__Exercise directions__:
Could you output every line of the material below verbatim, leaving the pictures out?

Records from a data source
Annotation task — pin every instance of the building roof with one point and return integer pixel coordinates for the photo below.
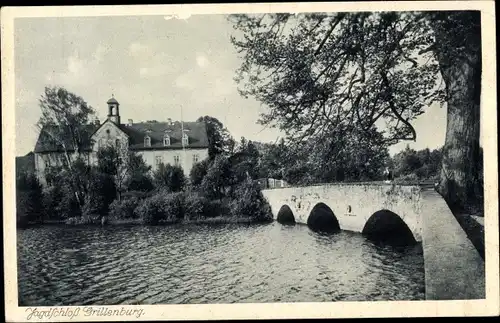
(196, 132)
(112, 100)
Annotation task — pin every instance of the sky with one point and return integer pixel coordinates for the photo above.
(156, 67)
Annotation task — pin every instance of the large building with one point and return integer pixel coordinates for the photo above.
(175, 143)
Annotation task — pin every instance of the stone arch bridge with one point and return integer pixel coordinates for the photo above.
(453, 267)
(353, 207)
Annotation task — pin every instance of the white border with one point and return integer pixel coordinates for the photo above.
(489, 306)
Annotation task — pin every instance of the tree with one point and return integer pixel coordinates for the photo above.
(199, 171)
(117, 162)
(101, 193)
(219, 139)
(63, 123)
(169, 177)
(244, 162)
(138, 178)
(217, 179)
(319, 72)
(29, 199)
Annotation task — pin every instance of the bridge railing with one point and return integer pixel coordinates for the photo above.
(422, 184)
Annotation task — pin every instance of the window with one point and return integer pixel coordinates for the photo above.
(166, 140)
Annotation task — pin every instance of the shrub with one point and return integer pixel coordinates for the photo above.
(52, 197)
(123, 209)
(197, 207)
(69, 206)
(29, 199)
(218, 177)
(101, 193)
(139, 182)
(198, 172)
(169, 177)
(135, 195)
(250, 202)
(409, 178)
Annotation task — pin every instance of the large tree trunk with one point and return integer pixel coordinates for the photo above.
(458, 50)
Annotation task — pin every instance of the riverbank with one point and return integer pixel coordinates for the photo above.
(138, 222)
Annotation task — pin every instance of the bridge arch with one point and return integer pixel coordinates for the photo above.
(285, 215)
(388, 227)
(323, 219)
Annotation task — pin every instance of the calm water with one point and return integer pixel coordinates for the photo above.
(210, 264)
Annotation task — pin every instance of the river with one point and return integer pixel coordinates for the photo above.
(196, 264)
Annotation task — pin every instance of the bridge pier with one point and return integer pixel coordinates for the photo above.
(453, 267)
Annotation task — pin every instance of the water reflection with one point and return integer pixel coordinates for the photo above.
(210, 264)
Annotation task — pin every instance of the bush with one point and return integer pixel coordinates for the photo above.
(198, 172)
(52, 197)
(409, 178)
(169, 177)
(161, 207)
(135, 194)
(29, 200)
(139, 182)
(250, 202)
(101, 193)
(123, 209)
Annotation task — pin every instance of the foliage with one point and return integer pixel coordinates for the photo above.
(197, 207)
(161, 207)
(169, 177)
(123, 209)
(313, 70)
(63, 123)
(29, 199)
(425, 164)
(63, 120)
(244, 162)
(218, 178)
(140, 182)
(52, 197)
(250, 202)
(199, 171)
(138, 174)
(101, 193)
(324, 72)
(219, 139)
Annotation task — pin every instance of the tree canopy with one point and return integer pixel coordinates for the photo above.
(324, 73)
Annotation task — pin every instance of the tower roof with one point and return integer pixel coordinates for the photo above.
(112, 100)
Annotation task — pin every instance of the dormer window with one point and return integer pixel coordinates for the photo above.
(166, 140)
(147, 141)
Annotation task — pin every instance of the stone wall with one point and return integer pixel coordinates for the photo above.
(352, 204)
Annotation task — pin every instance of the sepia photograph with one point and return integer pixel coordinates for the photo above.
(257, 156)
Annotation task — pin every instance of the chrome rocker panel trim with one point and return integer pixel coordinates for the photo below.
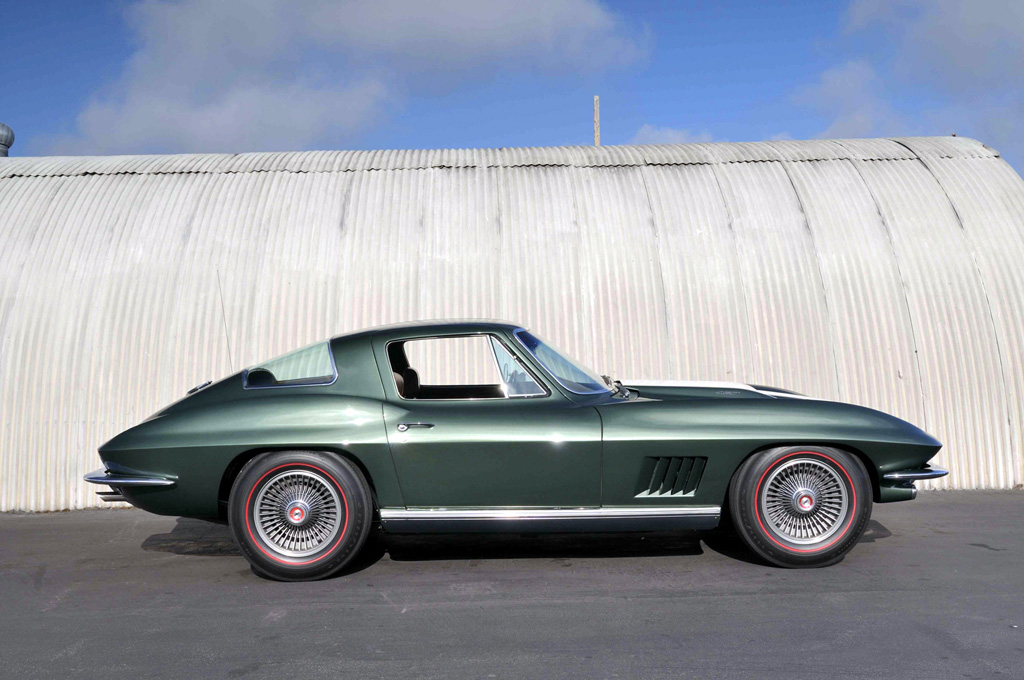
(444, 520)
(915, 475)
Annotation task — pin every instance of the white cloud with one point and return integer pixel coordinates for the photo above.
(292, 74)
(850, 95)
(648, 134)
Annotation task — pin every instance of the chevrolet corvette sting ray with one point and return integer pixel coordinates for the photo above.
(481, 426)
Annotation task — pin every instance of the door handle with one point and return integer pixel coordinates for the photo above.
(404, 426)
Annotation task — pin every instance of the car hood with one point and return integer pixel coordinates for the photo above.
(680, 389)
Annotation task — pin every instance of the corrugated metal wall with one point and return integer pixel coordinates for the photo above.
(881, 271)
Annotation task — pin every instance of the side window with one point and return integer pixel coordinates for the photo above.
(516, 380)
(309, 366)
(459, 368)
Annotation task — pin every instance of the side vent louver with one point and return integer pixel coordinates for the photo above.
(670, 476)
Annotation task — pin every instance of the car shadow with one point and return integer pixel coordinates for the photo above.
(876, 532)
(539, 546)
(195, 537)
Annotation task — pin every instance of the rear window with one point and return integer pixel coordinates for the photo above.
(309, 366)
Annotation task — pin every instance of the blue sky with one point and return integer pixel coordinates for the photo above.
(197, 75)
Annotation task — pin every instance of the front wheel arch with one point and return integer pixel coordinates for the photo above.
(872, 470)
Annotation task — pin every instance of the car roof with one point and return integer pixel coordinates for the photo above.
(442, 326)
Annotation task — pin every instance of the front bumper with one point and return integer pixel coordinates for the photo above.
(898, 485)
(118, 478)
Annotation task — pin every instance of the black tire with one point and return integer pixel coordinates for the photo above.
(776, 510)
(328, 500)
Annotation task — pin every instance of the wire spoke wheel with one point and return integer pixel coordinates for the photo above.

__Answer in full__:
Annotation task — pin every instance of the building roof with one point and return integer pixel coordinates for the photo below.
(196, 132)
(112, 100)
Annotation task — pin every instance of the sky with one point and return integer pixel coordinates for the photo above.
(156, 67)
Annotation task — pin every instance of the large building with one point and return integer pixel coordinates for the photo above.
(175, 143)
Annotation task — pin every instance of the stone arch bridge with one point and return integer pixel coordinates for the photo above.
(453, 267)
(353, 207)
Annotation task — pin every instance of the white border with one point and return integer pixel coordinates for the photo above.
(489, 306)
Annotation task — pin every instance of the tree with one point and return integer pixel coordinates for the photo above.
(199, 171)
(117, 162)
(101, 193)
(219, 139)
(63, 123)
(169, 177)
(244, 162)
(138, 178)
(217, 179)
(319, 72)
(29, 199)
Annotation task — pin every instance of the bridge railing with one point and return integer pixel coordinates for the photo above.
(422, 184)
Annotation task — pin every instance of the window with one point and return integer pixel coordinates for the photo above.
(166, 140)
Annotation task — pin every instance of the shrub with one point and return integer pixel coordinates for the photo above.
(52, 197)
(123, 209)
(197, 207)
(69, 206)
(29, 199)
(218, 177)
(101, 193)
(139, 182)
(198, 172)
(169, 177)
(135, 195)
(250, 202)
(409, 178)
Annotation task — pin every instance of the large tree trunk with one point and return integer pixel coordinates for the photo above.
(458, 50)
Annotation task — pin every instance of the riverbank with one point and return integer pixel coordinates for the photo above.
(138, 222)
Annotation task — pin every instance of the bridge arch with one point and return integer pixel coordinates for the photo above.
(285, 215)
(388, 227)
(323, 219)
Annotation task — pin every instance of the calm water with one point and return integer pixel coordinates for the photo above.
(210, 264)
Annotation task — pin every instance of the river with one point and return integer pixel coordinates for the photo above.
(196, 264)
Annotation task — pin every instance of the bridge pier with one point and return integer pixel coordinates for the photo above.
(453, 267)
Annotation task — pin every instance of the water reflection with one point and return integer pixel coordinates for the photo above.
(210, 264)
Annotation task — pin every instance of the bush with one point and return integer pixel coordinates for the photo above.
(198, 172)
(52, 197)
(409, 178)
(169, 177)
(161, 207)
(135, 194)
(29, 200)
(139, 182)
(250, 202)
(101, 193)
(123, 209)
Annotation task — pin every instance of the foliage with one point and return integer pixel coordinates for the photo above.
(197, 207)
(161, 207)
(169, 177)
(123, 209)
(313, 70)
(63, 123)
(29, 199)
(425, 164)
(63, 120)
(244, 162)
(218, 178)
(140, 182)
(52, 197)
(250, 202)
(199, 171)
(138, 174)
(101, 193)
(324, 72)
(219, 139)
Annotation task — pin every instance of the tree canopy with one point and return integer pixel coordinates for the photo above.
(324, 73)
Annotation task — pin every instance of the tower roof with one point and return integer pixel coordinates for the photo above.
(112, 100)
Annotation task — pin every instance of the dormer window with one point and return integer pixel coordinates for the photo above.
(166, 140)
(147, 141)
Annotation task — pin every instance of the stone wall with one point and return integer pixel coordinates for the photo above.
(352, 204)
Annotation task — pin every instance of the sepia photograph with one point and return integer pixel coordinates for the photo above.
(257, 156)
Annotation task — pin every instance of the chrome rocker panel trim with one point and return integer pixel coordinates for the photo below.
(444, 520)
(915, 475)
Annotation task — pin every instance of the white cloud with one point and return integer pixel coordinates for the photo above.
(292, 74)
(850, 95)
(648, 134)
Annotation task — pin every instance of the chevrolet corvette sting ray with one point and return integer pixel coordinates for the photo above.
(481, 426)
Annotation task — pin every instance of the door handle with one point and return integer pixel coordinates for the photo above.
(404, 426)
Annotation task — pin every instance of the car hood with one point and return integer pixel coordinates for the photo above.
(680, 389)
Annotation task — pin every instance of the corrugated metal wall with one point and return integer pixel coordinates for the photo above.
(881, 271)
Annotation task — pin every instance of the side window with one point and return integer pixel coordinates for the photo above.
(516, 380)
(309, 366)
(459, 368)
Annotation task — pin every instance of the side vent louver with one point and return integer pixel coordinates for the photo above.
(670, 476)
Annotation task — pin every instance of the car shadow with one point and return integer pixel coordinates for the photo above.
(876, 532)
(539, 546)
(195, 537)
Annotation task — pin every instance of the rear window with one point and return integer pixel coordinates for the photo above.
(309, 366)
Annotation task — pin every instance of the blue sky with one point and return integer pixel coordinates for the photo above.
(197, 75)
Annotation task — pin every instance of the front wheel arch with one point and return integer pixel coordinates for the photo above.
(872, 470)
Annotation task — pin every instance of the car roof with one point and return integer pixel coordinates for the photo above.
(442, 326)
Annotation task — pin every instance of the front bumper with one point and return integer pixel coordinates for the photo above.
(898, 485)
(118, 478)
Annotation task — pin every instance of the black tire with one point and return integer pixel coordinates for the photo above.
(776, 510)
(328, 500)
Annotation task — pin every instance of the wire spoke wheel with one point and return integer pixel coordinates for the photo above.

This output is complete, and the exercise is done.